Records in a dataset:

BEGIN

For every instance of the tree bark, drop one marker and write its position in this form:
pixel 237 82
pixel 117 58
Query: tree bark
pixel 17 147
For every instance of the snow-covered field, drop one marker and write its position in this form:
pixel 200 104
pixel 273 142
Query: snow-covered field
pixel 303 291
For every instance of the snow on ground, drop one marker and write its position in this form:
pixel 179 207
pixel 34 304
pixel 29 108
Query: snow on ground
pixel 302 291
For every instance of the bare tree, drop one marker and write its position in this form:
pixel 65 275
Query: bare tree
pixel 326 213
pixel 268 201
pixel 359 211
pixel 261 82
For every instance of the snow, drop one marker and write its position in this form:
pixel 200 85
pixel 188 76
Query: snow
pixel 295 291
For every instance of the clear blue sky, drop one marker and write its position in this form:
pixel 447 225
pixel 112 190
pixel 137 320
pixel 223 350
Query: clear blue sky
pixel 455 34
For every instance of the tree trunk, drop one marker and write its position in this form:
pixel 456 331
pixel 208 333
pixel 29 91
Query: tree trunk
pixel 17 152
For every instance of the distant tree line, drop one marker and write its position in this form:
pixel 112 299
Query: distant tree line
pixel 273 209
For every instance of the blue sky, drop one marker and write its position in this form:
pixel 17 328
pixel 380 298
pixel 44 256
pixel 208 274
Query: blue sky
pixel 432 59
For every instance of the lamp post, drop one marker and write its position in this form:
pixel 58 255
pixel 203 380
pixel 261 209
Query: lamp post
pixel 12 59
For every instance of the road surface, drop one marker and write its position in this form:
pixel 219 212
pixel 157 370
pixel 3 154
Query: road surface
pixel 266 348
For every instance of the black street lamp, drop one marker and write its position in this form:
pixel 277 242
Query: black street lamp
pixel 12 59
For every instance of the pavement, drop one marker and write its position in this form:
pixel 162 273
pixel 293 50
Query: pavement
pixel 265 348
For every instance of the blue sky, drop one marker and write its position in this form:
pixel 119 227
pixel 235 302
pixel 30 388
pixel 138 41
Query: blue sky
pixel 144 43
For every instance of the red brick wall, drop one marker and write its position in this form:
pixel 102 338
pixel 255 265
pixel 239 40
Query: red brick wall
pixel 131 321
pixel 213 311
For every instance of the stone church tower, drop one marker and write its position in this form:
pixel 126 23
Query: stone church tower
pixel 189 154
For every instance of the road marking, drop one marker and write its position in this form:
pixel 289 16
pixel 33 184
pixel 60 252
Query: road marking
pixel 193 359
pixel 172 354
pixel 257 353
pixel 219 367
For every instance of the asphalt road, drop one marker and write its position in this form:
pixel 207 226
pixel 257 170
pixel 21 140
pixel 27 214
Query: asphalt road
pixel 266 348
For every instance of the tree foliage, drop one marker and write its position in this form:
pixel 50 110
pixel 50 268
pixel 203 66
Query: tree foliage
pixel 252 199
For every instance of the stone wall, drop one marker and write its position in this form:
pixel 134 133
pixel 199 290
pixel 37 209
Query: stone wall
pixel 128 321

END

### [YOUR GOAL]
Quote word for word the stretch of the records from their first line through the line containing "pixel 295 291", both ends included.

### [FINISHED ANSWER]
For every instance of the tree bark, drop one marker and write its position in this form:
pixel 237 82
pixel 117 58
Query: tree bark
pixel 17 147
For every instance of the snow-covered field, drop one marker and write its position in this form:
pixel 200 104
pixel 273 142
Query: snow-covered field
pixel 303 291
For every instance of the snow on ground, drop one marker and write its position in this form:
pixel 179 207
pixel 34 304
pixel 29 108
Query: snow on ground
pixel 302 291
For every instance of the bare tree, drop one marker and write its position in this form:
pixel 65 275
Query: bare tree
pixel 326 213
pixel 268 201
pixel 359 211
pixel 261 82
For every instance of the snow, drop one marker and write its position in this form:
pixel 200 85
pixel 188 76
Query: snow
pixel 295 291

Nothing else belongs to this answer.